>> BEGIN PROVIDED DATA

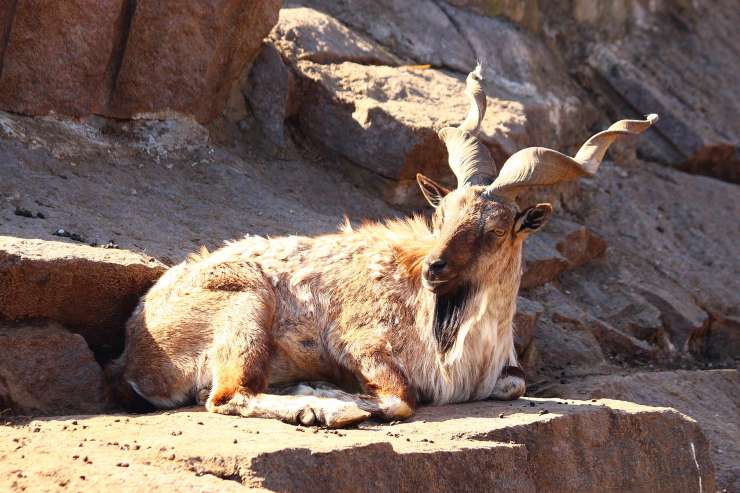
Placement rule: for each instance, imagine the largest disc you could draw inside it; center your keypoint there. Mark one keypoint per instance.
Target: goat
(372, 321)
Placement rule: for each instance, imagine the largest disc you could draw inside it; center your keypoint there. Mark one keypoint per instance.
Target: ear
(433, 191)
(532, 219)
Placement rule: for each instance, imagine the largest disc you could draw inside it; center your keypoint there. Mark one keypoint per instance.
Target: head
(478, 224)
(475, 230)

>> END PROVIDED DATA

WORK TO COMPLETE: Present every line of the records above as a numbered list, leaving out blank lines and the pictures.

ANSWER FOR THIS EXERCISE:
1. Placement rule: for each instance, imagine the largest disc you could draw inside it; center your keypoint there. Mark one keypoint per instance.
2. Target: goat
3. (372, 321)
4. Placement rule: for each instance, imagine the largest disc you could draw inside it; center your keypoint there. Mark one keypoint per instance.
5. Target: ear
6. (433, 191)
7. (532, 219)
8. Placement rule: for each instance, imagine the largest disc you could draw inside it; center your keypoint there. Mark one keypoint per instance.
9. Target: head
10. (478, 224)
11. (475, 230)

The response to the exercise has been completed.